Problem requirements
Leaving out all pictures, return the records word for word.

Natural-language object grounding data
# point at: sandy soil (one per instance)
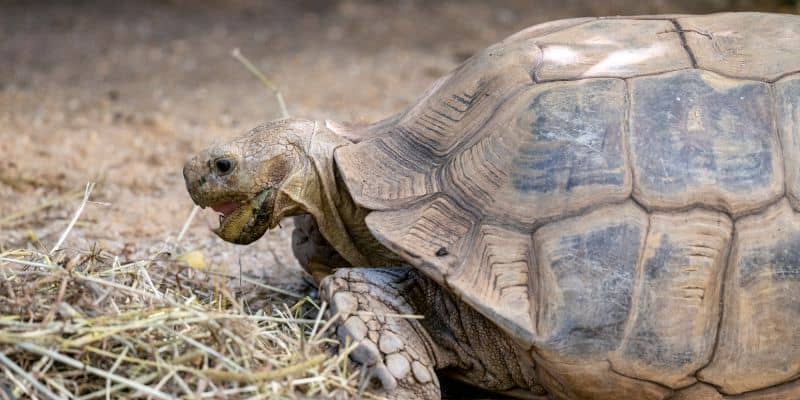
(121, 95)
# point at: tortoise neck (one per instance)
(354, 221)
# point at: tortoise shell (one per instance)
(619, 194)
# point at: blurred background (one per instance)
(121, 93)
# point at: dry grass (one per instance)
(83, 324)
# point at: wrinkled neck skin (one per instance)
(318, 190)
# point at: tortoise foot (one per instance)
(374, 316)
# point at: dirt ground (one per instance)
(121, 94)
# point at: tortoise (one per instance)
(592, 208)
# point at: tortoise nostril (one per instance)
(223, 165)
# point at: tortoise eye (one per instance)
(223, 165)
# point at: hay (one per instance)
(85, 325)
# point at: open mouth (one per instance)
(244, 221)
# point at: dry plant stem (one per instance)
(221, 376)
(33, 381)
(92, 370)
(86, 194)
(268, 83)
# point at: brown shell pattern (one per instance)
(620, 194)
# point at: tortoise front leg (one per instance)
(402, 353)
(373, 312)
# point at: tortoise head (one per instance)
(253, 181)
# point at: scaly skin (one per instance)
(286, 168)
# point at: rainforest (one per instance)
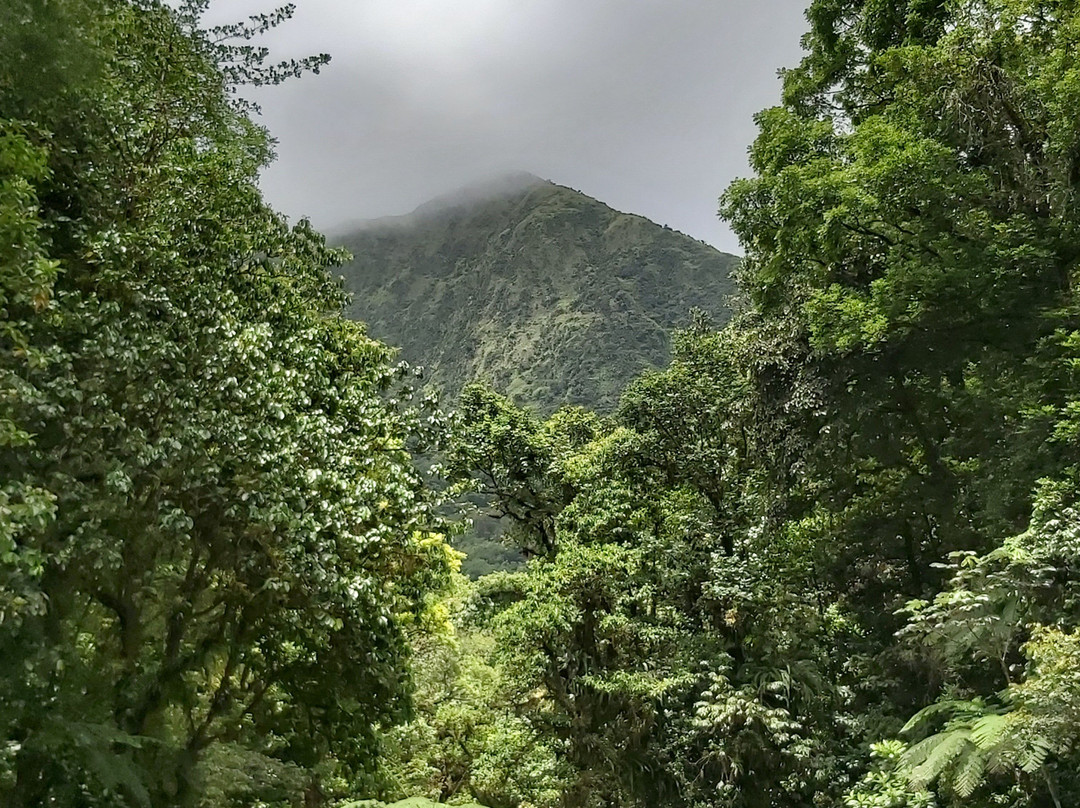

Problem solution
# point at: sandy soil (one per instance)
(121, 95)
# point at: tortoise neck (one per instance)
(354, 221)
# point at: tortoise shell (one per instance)
(619, 194)
# point at: blurred background (one per instance)
(121, 93)
# point at: dry grass (one per instance)
(83, 324)
# point at: wrinkled neck skin (one per instance)
(318, 190)
# point at: tortoise foot (one per instance)
(374, 316)
# point at: dirt ground (one per instance)
(121, 94)
# point at: tortoise (one per instance)
(592, 208)
# point at: tortoise nostril (one per instance)
(223, 165)
# point at: tortoise eye (one per instance)
(223, 165)
# point at: hay (one per instance)
(85, 325)
# point at: open mouth (one per instance)
(244, 221)
# point at: dry plant stem (one per instance)
(221, 376)
(33, 381)
(92, 370)
(86, 194)
(268, 83)
# point at: brown shell pattern (one per instance)
(620, 194)
# point at: tortoise front leg (one per instance)
(402, 353)
(373, 312)
# point at: tortoise head (one per instance)
(253, 181)
# point at: scaly skin (one per instance)
(286, 168)
# point at: rainforest (one per instance)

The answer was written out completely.